*** Opening of SOURCE MATERIAL ***

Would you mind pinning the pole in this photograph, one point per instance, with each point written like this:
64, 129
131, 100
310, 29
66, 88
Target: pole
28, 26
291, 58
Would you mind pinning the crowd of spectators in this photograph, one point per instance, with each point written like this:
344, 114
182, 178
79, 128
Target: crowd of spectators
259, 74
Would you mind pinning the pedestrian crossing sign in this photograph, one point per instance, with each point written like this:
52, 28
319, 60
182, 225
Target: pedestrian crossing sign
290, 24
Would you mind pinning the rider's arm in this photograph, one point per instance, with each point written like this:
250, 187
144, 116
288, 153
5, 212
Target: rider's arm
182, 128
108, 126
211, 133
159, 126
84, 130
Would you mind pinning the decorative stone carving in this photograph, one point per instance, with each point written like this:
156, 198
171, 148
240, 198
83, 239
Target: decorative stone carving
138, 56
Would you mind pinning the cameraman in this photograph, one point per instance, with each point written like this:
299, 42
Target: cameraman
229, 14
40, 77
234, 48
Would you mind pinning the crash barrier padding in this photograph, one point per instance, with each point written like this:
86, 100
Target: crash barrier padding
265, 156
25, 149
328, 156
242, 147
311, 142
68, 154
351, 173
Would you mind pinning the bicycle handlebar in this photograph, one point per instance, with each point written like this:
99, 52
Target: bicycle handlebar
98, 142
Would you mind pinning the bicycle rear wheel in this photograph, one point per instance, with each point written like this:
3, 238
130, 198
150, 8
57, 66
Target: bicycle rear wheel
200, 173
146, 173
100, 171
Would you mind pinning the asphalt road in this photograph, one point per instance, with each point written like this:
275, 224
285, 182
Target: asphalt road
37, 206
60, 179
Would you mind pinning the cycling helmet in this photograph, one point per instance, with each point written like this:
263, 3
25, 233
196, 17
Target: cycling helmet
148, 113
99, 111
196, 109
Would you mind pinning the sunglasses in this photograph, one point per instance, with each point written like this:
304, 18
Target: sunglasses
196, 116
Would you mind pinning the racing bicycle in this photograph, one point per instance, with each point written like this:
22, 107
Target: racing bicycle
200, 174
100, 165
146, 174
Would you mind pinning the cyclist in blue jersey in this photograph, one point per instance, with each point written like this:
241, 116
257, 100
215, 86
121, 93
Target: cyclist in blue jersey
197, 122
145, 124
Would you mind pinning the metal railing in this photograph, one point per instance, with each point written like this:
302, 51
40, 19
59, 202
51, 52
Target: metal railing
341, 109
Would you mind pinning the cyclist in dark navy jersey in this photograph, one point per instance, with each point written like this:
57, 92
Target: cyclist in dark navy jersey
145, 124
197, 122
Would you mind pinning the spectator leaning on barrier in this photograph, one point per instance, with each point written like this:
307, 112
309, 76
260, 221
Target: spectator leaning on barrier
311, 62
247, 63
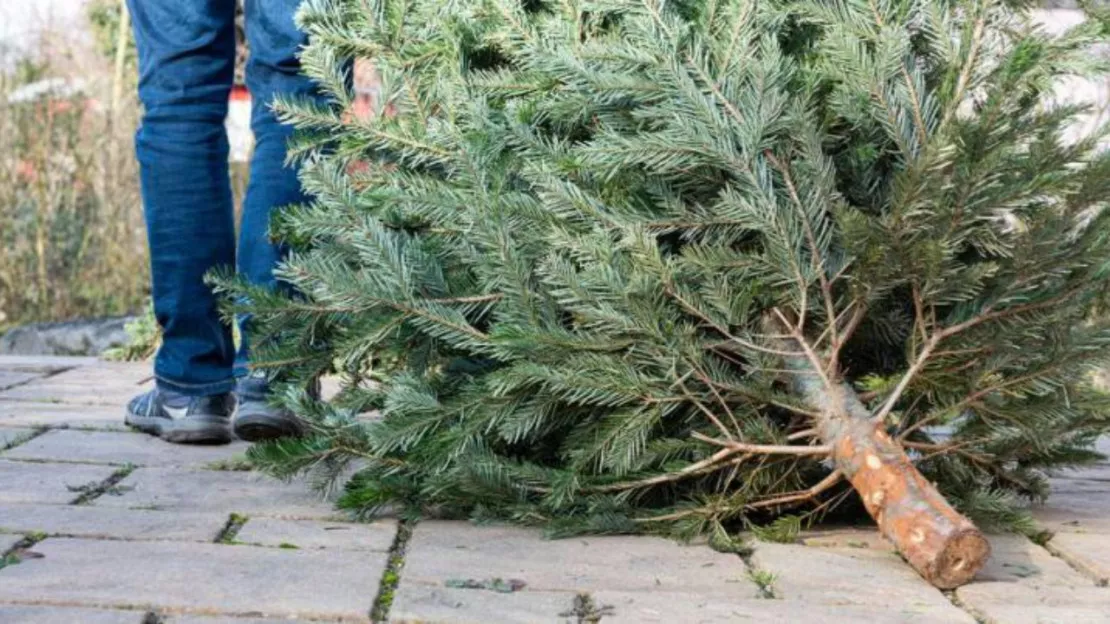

*** Close of SOURCE MATERIAL ***

Hand over the entries again, exactly as written and without the pictures.

> **EXERCISE ANSWER**:
Would you mind pinning the pole in this photograph, one point per instance, with each point written like this:
64, 129
131, 100
310, 29
66, 88
Target: pole
28, 26
291, 58
Would you mind pinning the crowd of spectators in this photograph, one point per instance, with each point written like this:
344, 114
182, 178
79, 128
Target: crowd of spectators
259, 74
Would you mind pinning the pedestrian crossing sign in this photograph, one point per instance, with each point written like this:
52, 28
319, 60
182, 225
Target: pedestrian crossing sign
290, 24
Would you mind pinning the rider's arm in this photograph, one point per instance, with each point written like this:
250, 187
144, 116
288, 153
5, 212
Target: rider's arm
182, 128
108, 126
211, 133
159, 126
84, 130
Would you mind pinning the decorative stone carving in this photograph, one point per instance, with each point written like this:
156, 198
171, 148
240, 198
83, 239
Target: decorative stone carving
138, 56
Would you mind pinning the cameraman in this photograph, one point per instance, with each point written like this:
299, 42
Target: cameraman
229, 14
40, 77
234, 48
Would you mind pinning the crash barrier padding in this photograph, one point per instance, with each point written like this:
86, 100
Target: crash barrier padding
265, 156
25, 149
328, 156
242, 147
311, 142
68, 154
351, 173
Would you mind pinning the bicycle handlebar in this photograph, one point per instance, with each point written like this:
99, 52
Target: bicycle handlebar
98, 142
Would you mind pinning the bicycle rear wheel in this photograph, one point per instance, with each point written like this:
3, 238
130, 198
150, 8
57, 66
Target: bicycle rear wheel
200, 173
146, 173
100, 171
Would you mind pinning the asphalt road in this photograph, one point per instance, with each point written like this:
275, 224
285, 182
Target: asphalt road
37, 206
60, 179
Would you mind pinning the cycling helmet in this photograph, one point per instance, with each point written like this:
263, 3
25, 233
196, 17
Target: cycling helmet
148, 113
99, 111
196, 109
Would you mind pinning the sunglasses in this photograph, one point per instance, with each point written like this:
304, 18
Target: sunglasses
196, 116
Would you mind pinning the racing bicycle in this photograph, one point per instance, with each point written like this:
22, 107
Target: racing bicycle
200, 174
100, 165
146, 174
Would you mind pinning the cyclist in blue jersey in this photograph, one point per instance, with each point written like this:
241, 116
257, 100
215, 86
121, 93
Target: cyclist in blue jersey
197, 122
145, 124
Would you mind pinning the metal railing in this photograph, one point per instance, with each point written like this:
302, 51
40, 19
59, 202
51, 52
Target: metal railing
341, 109
Would you mind pinning the cyclist in dark navy jersey in this photograph, one point per instance, with each point written like this:
57, 92
Target: cyclist in dark navy jersey
145, 124
197, 122
Would you mind pinning the spectator leaning on barrier in this photograph, one point per instance, with each point written like this:
307, 112
309, 76
260, 221
Target: spectator leaning on barrier
311, 62
247, 63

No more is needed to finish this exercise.